::: SUPPLIED PASSAGE

10. NEVER power down the PRO from a running 8XXX system. DEC has told me that
the 8XXX will continue to function, taking into consideration OPCOM problems.
The three times that the PRO has gone south on me all resulted in the 8XXX 
going with it.

11. The new DEC hardware additions that are available to the public are not 
supported by VMS. The case here is with the 16MB memory arrays. The error
logger for VMS does NOT handle the errors that are reported by the 16MB 
arrays. The CE has to decode the error by hand. The question here is why are 
hardware upgrades released for sale before VMS can 'fully' support them. The
policy for the release of software layered products is totally opposite to this.

12. The connection from the PRO to the MDS01 RDC box is a cable that comes
off the shelf. Only thing is that a gender changer is REQUIRED to connect the
cable to the PRO. What prevented DEC from making sure that the cables worked
with a minimum of fuss. It took our CE a SPECIAL order to get the changer since 
it was NOT bundled in with the MDS01.

13. The newer systems are using multi-level ZIF connectors to make all the 
necessary connections from the boards themselves to the backplane. The days
of the gold strips on the card edges are limited. These connectors appear to
be VERY susceptible to dirt, dust and oxide build up. My CE's are constantly
removing cards and wiping the 'pads' that located on the card edge. During
these periods, I have witnessed problems 'move' up and down the backplane
just by wiping contact pads as reported by the diags. I also had a board that
had a 'Qualilty Control' stamp, which is a ink stamp, placed DIRECTLY over
the pads on one board.

::::::
::: SUPPLIED RECORDS

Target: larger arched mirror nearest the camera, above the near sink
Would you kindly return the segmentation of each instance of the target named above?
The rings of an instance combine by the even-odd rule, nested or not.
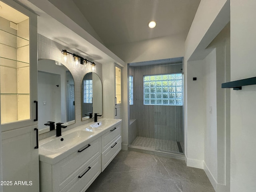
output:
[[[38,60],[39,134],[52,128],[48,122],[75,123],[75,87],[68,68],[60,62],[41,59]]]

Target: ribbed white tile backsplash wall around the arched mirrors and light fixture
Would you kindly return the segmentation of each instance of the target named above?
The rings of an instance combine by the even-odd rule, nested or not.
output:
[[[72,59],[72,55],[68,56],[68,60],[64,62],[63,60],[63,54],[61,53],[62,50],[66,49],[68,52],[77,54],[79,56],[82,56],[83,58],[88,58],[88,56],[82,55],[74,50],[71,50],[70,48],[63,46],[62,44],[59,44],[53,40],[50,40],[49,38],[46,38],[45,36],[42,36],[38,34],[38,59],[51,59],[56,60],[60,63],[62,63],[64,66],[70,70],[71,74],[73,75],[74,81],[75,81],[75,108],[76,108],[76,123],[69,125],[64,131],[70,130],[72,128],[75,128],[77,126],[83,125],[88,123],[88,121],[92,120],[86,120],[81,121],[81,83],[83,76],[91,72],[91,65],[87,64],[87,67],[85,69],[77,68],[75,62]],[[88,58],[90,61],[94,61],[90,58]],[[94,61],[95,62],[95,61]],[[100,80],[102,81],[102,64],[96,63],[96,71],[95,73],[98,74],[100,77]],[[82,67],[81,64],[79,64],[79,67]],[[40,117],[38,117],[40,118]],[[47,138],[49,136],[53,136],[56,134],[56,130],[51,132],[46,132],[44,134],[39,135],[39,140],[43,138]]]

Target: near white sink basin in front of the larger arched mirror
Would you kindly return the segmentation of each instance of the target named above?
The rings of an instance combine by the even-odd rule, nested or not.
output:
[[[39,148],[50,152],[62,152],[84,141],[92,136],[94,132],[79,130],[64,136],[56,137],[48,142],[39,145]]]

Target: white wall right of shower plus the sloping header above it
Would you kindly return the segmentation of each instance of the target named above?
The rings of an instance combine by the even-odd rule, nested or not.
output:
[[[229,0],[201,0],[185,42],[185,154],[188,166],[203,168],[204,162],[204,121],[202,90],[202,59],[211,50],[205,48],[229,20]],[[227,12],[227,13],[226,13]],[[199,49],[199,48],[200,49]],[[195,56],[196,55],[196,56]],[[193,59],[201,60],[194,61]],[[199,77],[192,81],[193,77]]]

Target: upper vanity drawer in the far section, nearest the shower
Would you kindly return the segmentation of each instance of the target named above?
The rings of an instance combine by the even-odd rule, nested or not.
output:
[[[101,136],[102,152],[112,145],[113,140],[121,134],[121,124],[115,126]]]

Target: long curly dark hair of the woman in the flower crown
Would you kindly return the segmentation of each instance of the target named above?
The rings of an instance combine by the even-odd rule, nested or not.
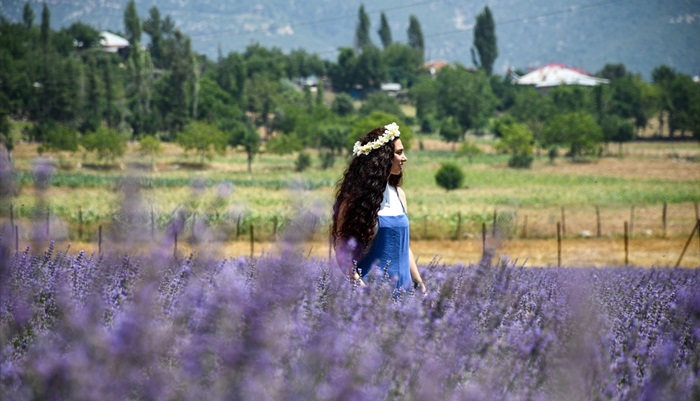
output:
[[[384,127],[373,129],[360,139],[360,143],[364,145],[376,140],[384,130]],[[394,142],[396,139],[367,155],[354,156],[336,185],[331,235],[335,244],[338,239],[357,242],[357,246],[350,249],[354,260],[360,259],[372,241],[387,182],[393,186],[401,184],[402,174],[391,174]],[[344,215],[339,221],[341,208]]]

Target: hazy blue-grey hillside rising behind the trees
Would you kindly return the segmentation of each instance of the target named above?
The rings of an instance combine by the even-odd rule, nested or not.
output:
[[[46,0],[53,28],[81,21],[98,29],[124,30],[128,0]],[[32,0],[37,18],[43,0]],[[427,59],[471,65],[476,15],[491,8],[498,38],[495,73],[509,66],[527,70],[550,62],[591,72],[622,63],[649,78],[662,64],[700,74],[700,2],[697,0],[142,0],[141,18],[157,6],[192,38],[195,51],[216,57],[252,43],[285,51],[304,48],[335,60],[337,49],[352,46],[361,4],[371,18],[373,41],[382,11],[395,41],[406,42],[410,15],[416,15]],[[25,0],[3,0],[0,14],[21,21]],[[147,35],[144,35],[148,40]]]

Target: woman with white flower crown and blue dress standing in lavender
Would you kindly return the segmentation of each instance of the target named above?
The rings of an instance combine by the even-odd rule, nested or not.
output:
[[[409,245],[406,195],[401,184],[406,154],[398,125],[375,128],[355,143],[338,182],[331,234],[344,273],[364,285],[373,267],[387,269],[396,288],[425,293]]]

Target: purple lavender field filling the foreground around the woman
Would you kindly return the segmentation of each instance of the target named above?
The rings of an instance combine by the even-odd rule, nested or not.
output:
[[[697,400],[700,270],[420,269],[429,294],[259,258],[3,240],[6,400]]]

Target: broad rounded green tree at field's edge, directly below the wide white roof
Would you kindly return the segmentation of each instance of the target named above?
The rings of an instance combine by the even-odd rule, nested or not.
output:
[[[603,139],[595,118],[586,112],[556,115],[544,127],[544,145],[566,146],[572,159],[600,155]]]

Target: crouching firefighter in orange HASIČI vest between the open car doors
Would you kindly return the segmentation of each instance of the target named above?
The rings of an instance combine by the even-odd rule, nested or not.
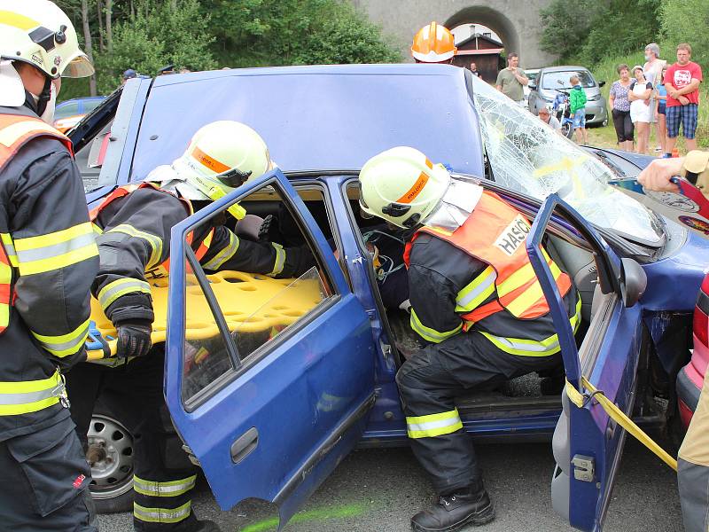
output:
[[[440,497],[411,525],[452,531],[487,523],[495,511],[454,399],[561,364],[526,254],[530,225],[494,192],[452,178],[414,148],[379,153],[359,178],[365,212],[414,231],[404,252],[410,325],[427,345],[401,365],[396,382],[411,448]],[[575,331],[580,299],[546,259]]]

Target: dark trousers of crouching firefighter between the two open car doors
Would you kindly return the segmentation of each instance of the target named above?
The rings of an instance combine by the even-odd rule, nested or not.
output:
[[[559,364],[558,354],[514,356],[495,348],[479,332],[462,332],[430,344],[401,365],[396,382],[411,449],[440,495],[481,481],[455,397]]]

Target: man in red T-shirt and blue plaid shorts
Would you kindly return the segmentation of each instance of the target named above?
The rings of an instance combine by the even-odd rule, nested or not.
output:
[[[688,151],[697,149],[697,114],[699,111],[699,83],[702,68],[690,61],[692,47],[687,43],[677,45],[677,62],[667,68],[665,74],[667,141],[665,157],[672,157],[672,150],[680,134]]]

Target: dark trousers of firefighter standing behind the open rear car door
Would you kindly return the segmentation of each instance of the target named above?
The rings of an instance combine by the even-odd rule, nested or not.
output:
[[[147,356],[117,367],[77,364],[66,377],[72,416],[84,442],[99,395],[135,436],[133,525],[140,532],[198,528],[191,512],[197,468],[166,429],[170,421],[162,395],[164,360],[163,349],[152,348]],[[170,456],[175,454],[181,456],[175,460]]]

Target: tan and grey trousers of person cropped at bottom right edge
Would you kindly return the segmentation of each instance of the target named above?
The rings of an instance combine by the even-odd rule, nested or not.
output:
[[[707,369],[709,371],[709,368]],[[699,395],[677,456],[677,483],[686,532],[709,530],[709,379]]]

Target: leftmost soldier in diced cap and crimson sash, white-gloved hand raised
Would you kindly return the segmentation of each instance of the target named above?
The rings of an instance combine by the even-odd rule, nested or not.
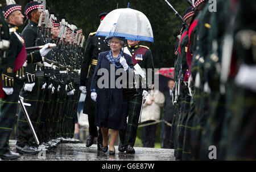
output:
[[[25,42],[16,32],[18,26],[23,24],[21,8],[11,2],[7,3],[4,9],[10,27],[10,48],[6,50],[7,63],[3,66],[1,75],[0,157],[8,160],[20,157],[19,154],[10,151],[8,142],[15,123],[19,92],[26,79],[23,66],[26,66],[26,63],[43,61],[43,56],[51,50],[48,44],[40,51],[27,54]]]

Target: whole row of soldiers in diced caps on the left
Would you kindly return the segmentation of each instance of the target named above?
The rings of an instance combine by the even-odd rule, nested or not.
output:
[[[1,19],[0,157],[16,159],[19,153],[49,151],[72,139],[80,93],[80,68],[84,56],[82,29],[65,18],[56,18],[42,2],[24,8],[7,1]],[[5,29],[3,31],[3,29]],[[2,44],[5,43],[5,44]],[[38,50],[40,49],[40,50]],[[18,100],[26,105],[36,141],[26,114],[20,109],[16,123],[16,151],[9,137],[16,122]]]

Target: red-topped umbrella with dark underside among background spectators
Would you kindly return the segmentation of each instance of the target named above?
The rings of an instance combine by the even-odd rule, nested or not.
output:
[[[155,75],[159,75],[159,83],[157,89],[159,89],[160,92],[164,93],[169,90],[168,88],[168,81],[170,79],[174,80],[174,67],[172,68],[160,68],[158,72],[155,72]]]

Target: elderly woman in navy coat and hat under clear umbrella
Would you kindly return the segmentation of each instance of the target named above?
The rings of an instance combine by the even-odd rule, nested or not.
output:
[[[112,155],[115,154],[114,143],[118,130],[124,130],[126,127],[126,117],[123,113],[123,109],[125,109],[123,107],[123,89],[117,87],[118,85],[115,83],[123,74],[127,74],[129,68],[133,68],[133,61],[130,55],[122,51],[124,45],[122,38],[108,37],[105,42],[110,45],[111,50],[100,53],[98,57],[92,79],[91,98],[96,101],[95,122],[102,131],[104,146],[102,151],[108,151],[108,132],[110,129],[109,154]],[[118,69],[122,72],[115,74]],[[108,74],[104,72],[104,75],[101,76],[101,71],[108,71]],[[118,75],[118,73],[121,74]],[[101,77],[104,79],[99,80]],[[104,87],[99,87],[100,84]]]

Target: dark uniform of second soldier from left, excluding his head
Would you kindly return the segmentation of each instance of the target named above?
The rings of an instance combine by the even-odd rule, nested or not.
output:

::::::
::: SUPPLIED RECORDS

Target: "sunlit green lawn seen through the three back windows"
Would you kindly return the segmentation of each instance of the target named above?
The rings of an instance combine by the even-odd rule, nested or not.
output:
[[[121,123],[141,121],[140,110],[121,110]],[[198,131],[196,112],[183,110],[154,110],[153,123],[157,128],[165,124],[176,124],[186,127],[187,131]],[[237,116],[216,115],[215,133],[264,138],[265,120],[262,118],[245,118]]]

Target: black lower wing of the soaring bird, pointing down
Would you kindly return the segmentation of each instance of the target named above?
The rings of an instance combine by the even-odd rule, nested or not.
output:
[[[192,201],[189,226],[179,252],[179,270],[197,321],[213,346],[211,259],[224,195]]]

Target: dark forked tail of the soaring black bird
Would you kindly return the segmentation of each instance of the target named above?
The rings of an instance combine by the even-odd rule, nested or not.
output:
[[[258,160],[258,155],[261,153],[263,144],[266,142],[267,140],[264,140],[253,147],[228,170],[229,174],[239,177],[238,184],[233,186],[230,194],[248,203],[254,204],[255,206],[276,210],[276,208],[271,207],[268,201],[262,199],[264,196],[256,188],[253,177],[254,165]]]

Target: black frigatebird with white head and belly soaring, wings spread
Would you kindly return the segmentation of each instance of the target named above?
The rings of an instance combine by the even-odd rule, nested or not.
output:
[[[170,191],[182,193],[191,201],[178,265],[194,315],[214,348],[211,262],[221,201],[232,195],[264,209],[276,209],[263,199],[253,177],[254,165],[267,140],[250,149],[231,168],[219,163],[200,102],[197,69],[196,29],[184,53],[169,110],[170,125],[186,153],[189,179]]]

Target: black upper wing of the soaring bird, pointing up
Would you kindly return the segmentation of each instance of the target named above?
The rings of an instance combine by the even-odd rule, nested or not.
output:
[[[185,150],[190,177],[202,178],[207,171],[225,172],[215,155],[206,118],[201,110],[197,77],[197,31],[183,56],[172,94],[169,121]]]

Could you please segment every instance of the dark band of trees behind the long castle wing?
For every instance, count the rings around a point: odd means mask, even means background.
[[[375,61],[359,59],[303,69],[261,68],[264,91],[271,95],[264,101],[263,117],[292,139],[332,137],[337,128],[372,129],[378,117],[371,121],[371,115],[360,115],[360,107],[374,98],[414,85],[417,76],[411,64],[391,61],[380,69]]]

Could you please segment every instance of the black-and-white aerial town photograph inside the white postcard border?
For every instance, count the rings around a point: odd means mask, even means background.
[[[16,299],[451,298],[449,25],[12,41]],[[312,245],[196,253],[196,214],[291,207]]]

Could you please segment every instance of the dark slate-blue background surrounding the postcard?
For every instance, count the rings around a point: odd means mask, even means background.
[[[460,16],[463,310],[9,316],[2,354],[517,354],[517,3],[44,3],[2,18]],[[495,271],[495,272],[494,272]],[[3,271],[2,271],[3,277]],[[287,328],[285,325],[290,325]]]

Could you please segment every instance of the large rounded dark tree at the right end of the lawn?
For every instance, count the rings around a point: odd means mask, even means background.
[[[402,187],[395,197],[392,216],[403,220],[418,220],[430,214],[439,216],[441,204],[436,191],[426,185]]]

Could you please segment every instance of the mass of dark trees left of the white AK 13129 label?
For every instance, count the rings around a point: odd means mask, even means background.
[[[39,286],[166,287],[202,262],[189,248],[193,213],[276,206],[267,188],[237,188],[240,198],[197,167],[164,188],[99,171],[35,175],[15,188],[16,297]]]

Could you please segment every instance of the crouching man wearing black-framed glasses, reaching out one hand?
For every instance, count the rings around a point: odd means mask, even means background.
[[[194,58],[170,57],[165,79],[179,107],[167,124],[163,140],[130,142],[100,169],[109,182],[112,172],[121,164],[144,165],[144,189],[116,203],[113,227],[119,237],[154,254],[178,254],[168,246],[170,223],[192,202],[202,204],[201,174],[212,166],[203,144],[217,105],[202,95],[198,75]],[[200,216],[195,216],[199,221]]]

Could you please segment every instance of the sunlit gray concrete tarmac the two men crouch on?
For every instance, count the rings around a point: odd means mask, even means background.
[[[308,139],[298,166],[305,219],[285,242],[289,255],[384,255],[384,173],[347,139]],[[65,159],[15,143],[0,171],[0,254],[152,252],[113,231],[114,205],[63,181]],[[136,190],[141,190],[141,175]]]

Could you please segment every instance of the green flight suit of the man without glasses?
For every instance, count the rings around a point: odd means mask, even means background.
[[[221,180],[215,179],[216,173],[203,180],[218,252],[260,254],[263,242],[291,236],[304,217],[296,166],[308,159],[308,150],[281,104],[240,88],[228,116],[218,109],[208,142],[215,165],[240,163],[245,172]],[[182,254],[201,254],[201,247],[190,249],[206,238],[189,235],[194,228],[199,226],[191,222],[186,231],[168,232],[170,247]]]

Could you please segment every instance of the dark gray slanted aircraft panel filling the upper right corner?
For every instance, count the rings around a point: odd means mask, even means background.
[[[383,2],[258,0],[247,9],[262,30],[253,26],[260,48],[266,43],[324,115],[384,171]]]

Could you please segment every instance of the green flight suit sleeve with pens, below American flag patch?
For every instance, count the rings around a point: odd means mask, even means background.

::::::

Resume the numbered list of complaints about DEC systems and VMS support, continuing after the last sentence of item 13.

* **SOLVED EXERCISE**:
14. The boards themselves use a significant number of static sensitive devices,
such as PAL's and MOS chips. These boards are shipped inside a plastic case
that is lined with anti-static foam and has allowances for connecting a 
static strap and a window to read the board id number without opening the case.
These cases can NOT be cheap, even when you buy thousands. We have gotten a 
large number of replacement boards from DEC repair depos that have a 8 1/2 by
11 piece of paper inside them laying on top of the board. A closer inspection 
of these papers shows that they are repair logs detailing any work done to the
board. Unless I am mistaken, paper is a carrier for static charge. In DEC's
defense, I have also had boxes recieved that had the same piece of paper inside
an anti-static bag, then placed on top of the board.

15. One one occasion, I was having a system crash everyday around the same time.
It turned out to be vibration sensitive boards, five of them. The new systems
make considerable use of leadless chip carriers and cooling towers to use
the new chips that allow all the transistors to be packed in a very small 
area.  I have to wonder about the ability of this configuration to withstand
vibrational loads over a long period of time. There is nothing worser than a
flakey machine. I always pray that when a machine dies, it dies solidly.

This list has been compiled based on problems that I have had since January 1,
1987. I am sure that other problems are left out. Maybe I will create an 
updated list in the future, surely I have not found all the problems by now.

The primary question is, at what cost to the user community are new machines
being sold? When we lost the 8500 for a week the cost to us was $4.5 million
per day, all due to a $500,000 computer. What other problems with the 8XXX 
systems that are not listed above have occured in your shops? Are there 
significant problems now, or on the horizon, for DEC's sales force regarding
new systems? 

Or is all this just happening to me?? :-)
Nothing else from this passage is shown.